*SUPPLIED PASSAGE*
▽

EGU2020-5821
https://doi.org/10.5194/egusphere-egu2020-5821
EGU General Assembly 2020
© Author(s) 2021. This work is distributed under the Creative Commons Attribution 4.0 License.
The climates of Earth's next supercontinent: effects of tectonics, rotation rate, and insolation
- 1NASA, Goddard Institute for Space Studies, New York, United States of America (michael.j.way@nasa.gov)
- 2Goddard Space Flight Center Sellers Exoplanet Environments Collaboration, USA
- 3Theoretical Astrophysics, Department of Physics and Astronomy, Uppsala University, Uppsala, Sweden
- 4Instituto Dom Luiz (IDL), Faculdade de Ciências, Universidade de Lisboa, Lisbon, Portugal
- 5Departamento de Geologia, Faculdade de Ciências, Universidade de Lisboa, Lisbon, Portugal
- 6School of Earth, Atmosphere and Environment, Monash University, Melbourne, Victoria, Australia
- 7School of Ocean Sciences, Bangor University, Menai Bridge, UK
We investigate two possible deep future Earth climate scenarios using a 3-D GCM [1], 200 and 250 million years into the future when the next supercontinent phase is expect to take place. We use knowledge of the evolution of plate tectonics, solar luminosity, and rotation rate over this time period. In one scenario, a supercontinent forms at low latitudes. In the other scenario it forms at high northerly latitudes with an Antarctic subcontinent remaining at the south pole. The climates differences between these two scenarios are dramatic, with differences in mean surface temperatures approaching 4 degrees. The fractional habitability (where mean surface temperatures are between 0<T<100C year round) on land surfaces (as opposed to the ocean) is shown to differ up to 40% between the two simulations. We believe these demonstrate that the community needs to consider alternative boundary conditions when simulating Earth-like exoplanetary climates.

△

*Examples of point labeling*
▽

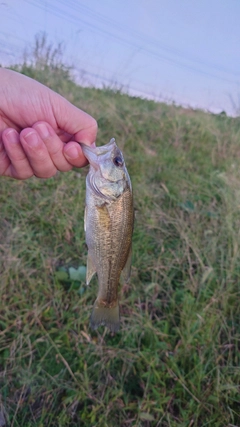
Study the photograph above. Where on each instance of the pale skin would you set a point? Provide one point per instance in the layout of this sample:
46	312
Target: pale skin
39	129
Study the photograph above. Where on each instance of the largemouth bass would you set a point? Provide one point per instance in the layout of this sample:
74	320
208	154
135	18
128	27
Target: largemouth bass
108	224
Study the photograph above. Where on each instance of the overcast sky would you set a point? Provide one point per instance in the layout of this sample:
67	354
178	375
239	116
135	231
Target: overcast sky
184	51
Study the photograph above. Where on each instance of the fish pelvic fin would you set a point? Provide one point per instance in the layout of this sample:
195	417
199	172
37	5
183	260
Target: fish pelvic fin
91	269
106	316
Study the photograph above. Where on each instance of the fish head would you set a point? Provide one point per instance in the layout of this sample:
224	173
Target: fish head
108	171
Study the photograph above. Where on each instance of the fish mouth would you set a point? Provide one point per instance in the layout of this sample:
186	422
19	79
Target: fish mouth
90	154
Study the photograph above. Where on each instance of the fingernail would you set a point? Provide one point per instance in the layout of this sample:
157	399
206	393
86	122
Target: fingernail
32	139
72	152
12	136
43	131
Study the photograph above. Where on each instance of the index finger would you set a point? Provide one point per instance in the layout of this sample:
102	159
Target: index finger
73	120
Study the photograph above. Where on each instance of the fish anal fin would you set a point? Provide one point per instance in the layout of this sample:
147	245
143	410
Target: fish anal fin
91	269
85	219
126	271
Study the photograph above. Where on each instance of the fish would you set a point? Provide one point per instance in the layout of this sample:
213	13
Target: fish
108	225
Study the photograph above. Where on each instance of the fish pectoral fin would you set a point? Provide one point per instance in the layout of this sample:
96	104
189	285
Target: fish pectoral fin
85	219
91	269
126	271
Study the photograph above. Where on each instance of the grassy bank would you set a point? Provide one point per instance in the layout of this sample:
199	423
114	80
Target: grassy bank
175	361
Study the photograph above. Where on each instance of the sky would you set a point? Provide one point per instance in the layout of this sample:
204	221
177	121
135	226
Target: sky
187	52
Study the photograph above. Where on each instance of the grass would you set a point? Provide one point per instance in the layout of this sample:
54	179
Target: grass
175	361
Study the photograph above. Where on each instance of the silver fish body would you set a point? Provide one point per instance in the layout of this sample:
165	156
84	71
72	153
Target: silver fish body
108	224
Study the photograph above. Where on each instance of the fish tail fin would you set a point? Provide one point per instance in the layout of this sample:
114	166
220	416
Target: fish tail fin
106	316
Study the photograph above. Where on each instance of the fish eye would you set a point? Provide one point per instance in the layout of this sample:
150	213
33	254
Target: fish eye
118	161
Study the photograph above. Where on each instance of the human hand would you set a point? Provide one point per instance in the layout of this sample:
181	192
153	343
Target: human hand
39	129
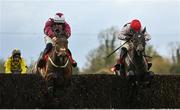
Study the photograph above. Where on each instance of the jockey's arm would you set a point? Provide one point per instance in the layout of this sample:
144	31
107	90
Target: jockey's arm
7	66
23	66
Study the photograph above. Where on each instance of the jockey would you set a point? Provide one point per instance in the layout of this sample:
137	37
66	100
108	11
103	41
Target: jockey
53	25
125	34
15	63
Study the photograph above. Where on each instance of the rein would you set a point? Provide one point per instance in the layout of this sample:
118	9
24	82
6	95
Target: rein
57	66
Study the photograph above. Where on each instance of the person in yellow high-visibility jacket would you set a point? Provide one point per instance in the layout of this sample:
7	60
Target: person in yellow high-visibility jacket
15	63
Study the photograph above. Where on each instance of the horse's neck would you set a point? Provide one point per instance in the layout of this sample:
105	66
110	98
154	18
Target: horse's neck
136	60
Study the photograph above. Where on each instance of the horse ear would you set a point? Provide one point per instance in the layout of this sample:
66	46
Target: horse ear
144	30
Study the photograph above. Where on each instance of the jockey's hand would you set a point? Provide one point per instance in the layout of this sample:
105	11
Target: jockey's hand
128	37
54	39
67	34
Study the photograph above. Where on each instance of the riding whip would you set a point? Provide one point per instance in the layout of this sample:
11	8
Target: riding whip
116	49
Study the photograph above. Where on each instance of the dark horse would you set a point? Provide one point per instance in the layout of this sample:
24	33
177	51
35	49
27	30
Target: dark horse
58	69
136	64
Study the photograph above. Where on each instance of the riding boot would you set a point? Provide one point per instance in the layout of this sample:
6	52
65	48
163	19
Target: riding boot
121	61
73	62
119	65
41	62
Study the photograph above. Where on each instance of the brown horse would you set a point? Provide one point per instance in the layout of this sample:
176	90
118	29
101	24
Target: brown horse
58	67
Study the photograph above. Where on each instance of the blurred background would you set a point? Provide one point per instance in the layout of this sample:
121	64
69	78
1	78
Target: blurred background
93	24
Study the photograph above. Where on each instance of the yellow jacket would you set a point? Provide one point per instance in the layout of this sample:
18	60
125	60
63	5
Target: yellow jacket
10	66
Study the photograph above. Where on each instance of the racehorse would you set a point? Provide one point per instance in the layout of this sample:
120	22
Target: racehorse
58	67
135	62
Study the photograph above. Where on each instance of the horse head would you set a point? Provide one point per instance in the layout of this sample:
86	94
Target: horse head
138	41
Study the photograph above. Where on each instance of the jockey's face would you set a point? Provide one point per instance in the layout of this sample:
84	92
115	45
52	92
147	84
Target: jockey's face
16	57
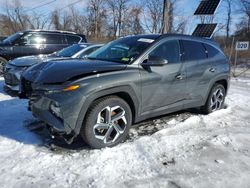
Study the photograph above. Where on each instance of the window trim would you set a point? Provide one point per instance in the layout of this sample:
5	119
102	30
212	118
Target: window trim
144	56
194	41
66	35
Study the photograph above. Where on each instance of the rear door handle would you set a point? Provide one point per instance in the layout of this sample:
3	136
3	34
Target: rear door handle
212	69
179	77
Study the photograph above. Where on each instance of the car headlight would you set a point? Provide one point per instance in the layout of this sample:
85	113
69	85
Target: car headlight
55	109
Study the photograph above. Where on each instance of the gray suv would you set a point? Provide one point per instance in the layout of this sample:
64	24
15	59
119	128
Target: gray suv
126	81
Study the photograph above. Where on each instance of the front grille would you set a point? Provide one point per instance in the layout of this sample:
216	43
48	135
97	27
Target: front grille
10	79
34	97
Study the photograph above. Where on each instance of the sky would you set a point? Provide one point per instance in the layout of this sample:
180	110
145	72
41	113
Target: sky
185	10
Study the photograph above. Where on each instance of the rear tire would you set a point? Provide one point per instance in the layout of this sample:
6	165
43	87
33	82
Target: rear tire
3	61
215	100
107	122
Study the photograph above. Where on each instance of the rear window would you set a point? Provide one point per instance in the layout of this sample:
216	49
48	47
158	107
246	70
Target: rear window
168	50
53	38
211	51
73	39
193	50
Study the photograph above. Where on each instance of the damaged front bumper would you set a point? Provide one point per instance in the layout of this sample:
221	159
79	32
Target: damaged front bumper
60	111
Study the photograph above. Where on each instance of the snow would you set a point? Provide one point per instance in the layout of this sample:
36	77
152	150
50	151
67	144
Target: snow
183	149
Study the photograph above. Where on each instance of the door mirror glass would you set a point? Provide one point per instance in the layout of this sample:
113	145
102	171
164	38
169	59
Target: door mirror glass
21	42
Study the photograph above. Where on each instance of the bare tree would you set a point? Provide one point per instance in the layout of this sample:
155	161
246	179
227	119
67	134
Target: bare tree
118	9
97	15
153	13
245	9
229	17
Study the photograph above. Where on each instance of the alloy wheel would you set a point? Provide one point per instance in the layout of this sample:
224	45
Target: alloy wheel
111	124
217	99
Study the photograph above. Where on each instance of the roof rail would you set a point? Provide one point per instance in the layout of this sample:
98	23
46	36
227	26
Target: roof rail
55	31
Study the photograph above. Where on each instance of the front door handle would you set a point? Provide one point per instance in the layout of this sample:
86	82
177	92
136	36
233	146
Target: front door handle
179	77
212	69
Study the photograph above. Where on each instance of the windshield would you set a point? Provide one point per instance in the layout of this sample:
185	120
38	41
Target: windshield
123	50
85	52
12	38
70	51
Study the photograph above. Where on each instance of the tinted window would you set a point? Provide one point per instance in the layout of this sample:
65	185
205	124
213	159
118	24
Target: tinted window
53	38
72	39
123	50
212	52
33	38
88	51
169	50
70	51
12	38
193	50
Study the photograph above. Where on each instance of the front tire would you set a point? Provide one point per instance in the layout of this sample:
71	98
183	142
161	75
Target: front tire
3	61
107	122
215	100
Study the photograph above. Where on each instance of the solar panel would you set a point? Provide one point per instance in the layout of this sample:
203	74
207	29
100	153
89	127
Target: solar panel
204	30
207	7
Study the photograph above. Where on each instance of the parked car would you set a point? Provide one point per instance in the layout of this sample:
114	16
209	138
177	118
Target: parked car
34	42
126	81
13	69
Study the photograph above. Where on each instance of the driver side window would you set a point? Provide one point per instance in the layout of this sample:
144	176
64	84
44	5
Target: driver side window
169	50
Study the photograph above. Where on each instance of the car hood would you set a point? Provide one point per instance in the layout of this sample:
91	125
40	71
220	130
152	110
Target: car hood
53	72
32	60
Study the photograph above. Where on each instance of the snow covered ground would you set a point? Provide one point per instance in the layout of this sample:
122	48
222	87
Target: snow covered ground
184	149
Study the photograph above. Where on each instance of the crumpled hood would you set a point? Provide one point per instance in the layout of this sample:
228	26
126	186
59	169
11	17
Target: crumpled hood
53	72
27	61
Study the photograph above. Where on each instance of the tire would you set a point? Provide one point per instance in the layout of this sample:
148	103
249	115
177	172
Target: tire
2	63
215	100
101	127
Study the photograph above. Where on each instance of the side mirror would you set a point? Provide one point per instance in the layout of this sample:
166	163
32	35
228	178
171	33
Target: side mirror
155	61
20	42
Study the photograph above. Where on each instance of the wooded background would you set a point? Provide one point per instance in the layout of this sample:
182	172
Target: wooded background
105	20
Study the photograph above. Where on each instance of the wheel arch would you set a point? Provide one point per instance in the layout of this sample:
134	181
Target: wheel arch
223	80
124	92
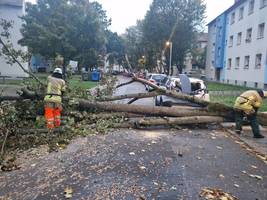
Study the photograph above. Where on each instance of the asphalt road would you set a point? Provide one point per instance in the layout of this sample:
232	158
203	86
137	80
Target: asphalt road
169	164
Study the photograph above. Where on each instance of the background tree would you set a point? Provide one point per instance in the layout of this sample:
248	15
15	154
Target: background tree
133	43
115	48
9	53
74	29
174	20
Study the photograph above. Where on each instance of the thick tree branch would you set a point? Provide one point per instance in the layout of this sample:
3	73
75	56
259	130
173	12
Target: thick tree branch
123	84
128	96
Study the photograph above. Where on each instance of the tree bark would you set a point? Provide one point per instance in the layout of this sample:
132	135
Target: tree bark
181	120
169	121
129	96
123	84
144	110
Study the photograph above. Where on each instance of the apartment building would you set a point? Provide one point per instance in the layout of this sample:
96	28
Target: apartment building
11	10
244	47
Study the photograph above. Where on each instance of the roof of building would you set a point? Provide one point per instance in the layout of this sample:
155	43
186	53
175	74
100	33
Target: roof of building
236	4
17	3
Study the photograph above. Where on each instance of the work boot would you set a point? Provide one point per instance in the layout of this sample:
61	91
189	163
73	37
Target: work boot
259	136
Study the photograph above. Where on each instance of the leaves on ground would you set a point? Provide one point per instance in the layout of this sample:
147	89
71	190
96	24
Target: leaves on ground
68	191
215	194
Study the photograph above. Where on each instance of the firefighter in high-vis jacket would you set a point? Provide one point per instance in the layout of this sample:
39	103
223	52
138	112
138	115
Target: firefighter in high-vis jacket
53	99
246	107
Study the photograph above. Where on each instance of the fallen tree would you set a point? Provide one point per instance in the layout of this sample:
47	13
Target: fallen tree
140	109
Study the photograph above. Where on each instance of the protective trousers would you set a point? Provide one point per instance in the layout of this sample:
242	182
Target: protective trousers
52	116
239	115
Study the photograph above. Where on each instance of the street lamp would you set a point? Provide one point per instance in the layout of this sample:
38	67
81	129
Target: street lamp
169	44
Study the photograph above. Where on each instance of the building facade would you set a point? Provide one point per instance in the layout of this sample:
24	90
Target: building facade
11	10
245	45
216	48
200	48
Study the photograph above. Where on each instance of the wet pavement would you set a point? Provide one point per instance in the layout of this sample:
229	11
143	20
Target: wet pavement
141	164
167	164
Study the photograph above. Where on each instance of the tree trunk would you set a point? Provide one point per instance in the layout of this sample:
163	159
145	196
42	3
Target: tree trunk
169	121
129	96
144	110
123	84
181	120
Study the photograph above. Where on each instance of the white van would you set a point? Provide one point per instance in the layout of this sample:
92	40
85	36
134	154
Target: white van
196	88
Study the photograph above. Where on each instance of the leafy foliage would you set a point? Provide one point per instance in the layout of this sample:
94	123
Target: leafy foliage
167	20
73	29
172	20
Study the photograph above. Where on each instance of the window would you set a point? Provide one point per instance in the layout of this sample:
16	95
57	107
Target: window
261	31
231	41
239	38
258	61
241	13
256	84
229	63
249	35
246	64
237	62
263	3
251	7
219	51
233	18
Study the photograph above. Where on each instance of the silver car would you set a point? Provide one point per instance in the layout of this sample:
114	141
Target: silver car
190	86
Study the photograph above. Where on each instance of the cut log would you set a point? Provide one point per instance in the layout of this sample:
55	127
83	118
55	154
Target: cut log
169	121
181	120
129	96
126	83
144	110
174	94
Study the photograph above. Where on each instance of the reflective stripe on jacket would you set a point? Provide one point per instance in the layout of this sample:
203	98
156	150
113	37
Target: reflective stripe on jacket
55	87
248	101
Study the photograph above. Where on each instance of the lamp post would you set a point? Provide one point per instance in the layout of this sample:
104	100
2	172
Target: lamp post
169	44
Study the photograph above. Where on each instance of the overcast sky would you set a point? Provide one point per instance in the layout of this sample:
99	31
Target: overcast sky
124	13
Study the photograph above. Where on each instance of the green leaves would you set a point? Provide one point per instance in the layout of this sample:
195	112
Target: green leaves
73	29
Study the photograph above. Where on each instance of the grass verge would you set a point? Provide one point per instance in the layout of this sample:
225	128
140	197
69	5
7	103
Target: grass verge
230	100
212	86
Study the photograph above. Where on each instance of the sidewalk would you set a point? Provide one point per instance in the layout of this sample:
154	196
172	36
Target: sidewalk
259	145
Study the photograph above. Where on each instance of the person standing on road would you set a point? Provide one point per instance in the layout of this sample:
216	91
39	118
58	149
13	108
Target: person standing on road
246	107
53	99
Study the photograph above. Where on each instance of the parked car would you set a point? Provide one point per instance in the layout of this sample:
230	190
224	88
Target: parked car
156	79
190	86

△

*COMPLETE THE FOLLOWING*
**1)** Summarize the supercontinent abstract in three sentences.
**2)** Extract every line of the listing that contains the string "sidewalk". Case counts.
The supercontinent abstract and the listing have nothing to do with each other.

*ANSWERS TO THE PROBLEMS*
**1)** Using a 3-D GCM, the study models two possible Earth climates 200 and 250 million years from now, when the next supercontinent is expected to form, drawing on how plate tectonics, solar luminosity, and rotation rate will change. In one scenario the supercontinent forms at low latitudes, while in the other it forms at high northerly latitudes with an Antarctic subcontinent left at the south pole. The two climates differ sharply, with mean surface temperatures differing by nearly 4 degrees and land habitability by up to 40%, which the authors believe shows that alternative boundary conditions should be considered when simulating Earth-like exoplanetary climates.

**2)**
Study the photograph above. Where on each instance of the sidewalk would you set a point? Provide one point per instance in the layout of this sample:
Target: sidewalk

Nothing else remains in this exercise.